> [LIST OF TASKS]
**1)** In the interlude analysis, how many little girls are in the family that moved into Harvey's house?
**2)** Extend the interlude analysis past its final note with further notes in the same style.

> [EXCERPTED TEXT]
/---

Quite frankly lengthy and rather overly-detailed analysis of the interlude between chapters 16 & 17.
~The Analysis (Sn.Shots)~
- Susie’s obsession with the camera is ironic- she desired to “rescue the moment” of the photograph, to rescue the moment that “would now be gone forever except for a picture”- this is ironic since it was utterly unnecessary- when she died Susie could replay these moment and re-visit them. It is as if, in heaven, she has everything she wanted, yet still she is unhappy- just like with the other characters. When they get what they desire they feel the desire more. Juxtaposes Christian beliefs about greed.
- 214 “He willingly gave the grisly details to any customer who asked- young girl, cornfield, found only an elbow” – as if this had become the definition of Susie, three/ four words to define her existence (and it orientated around the end of it). Reveals the way the dead saw the living.
- “A Chinese red” 215 (Abigail priding herself on being able to wear such colours)- red connotes danger and lust, desire- hint that she had always been ‘wearing’ her desire for danger, an escape from motherhood.
- “A family with five little girls moved into Harvey’s house” 216 – ironic that in the list of those Harvey had killed in previous chapters it was stated he had killed five little girls (and a 49 year old, hence not little and excluded from 5)- almost representative of the girls he had killed, the lives he had taken. As if their spirits had come to slumber in the place they had died, or with the man who killed them. Haunting. Eerie tone developed in line “The sound of little girls- girls to spare” to give a suggestion that they had no use, as if they were already dead only back to haunt the house of Harvey
- “Play without that always-worried look underneath the smile”- as if the incident had tarnished their existence, so that even a smile was never the same- something had changed. Idea of a mask- masking the worry with a smile.
- “Weak men changed into strong half-animals” … “when he felt his heart he turned into something stronger than a little boy” 217 – hardening himself like Lindsey had years earlier. If the children knew what to do and where capable of it, why didn’t the parents do the same? Growing up. Bildungsroman.

\---

> [AVAILABLE DATA]
/---

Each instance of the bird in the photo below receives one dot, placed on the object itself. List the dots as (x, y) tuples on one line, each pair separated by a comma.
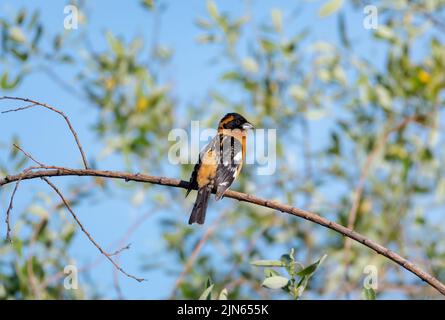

\---

> [ANSWERS TO THE TASKS]
**1)** Five.

**2)**
- “A heart that flashed from heart to stone; heart to stone”- he too has been tarnished by the death of his sister no matter how he tries to conceal it. “Stone” again suggests an element of cold, unfeelingness about his personality- seems to be present in all of the family (e.g. father’s heart described as a ‘cave’, the mother’s ‘icy’ exterior)- as if a part of them all died alongside Susie.
- Significance of Buckley drawing the Inbetween, the story about Susie’s death- seems as if Buckley knows what happened to Susie without being told- as if he is connected to her in a way that is never explored. This is added to by Buckley’s previous statements of Susie talking to him.
- “Finally they found an old coke bottle” 218- ironic that such an insignificant ‘regular’ object would hold the evidence (Harvey’s fingerprints) to convict him
- “As if he had evaporated into thin air” 218-metaphor- perhaps shows his ’empty’ existence- there was so little to his life (no wife, no connections, no passions, no base to trace him to) that he could his life could disappear into the molecules of the air. There was such little to define his life it. So little that he may well not exist- “officially, he did not exist”. He left behind his passion as well “He had left behind his doll’s houses”- what left was there for Harvey?
- “He had tried to save solve my murder and he had failed” “He had tried to love my mother and he had failed” – sense of duality about his life- what he desired to be outside of his job (daring- to love Abigail) vs the professional detective that he was- he had failed at both because he was greedy- if he hadn’t been with Abigail and accepted his life as detective he would have achieved one of the two things.
- “easy to get” “physical” “anonymous” 220 (the traits that ‘sounded good’ to Abigail)- grasps at the idea that , now she was free of everything and everyone (in particular: motherhood) she was in fact, no one. As if, again, motherhood defined her and she now doesn’t have that.
- 222 “She felt like she had driven through nothing but families for four days- squabbling families, bawling families, screaming families…”- description shows how she was glad to be free- she doesn’t seem to miss her family since she is only capable of seeing the bad times, she hasn’t paid attention to the good.
- 222 “I worried about her slipping” – strange- as if the tone of Susie was more mature, as If it had grown- she seems to have lost her childish selfishness from previously in the novel in which she would have been so selfish as to wish for her mother to join her, and hence perhaps, however harshly- fall on the rocks so she could do this.
- 222 “My mother’s desire to reach those waves”- as if the recurring motif has finally been given a definite meaning- she desired freedom. The ‘ocean’ in her ‘eyes’ was her longing for freedom.
- 222 ” was life more like a horrible game in gym… running from one side of an enclosed space to another” – reveals Susie’s lack of life experience- the fact she describes life as a school PE lesson shows how she never really lived to experience it. As if you can live life inside of an ‘enclosed space’. Claustrophobic.
- 224 “Knew only my name” “felt like a pin prick” “Being simultaneously resurrected and buried within the same breath”- sticks with the idea that Susie’s identity is links only to ‘the dead girl’- as if it would be every child’s dream to be forever in everyone’s minds, yet it is not what anyone would really want- known for an unfortunate circumstance that came to define your existence.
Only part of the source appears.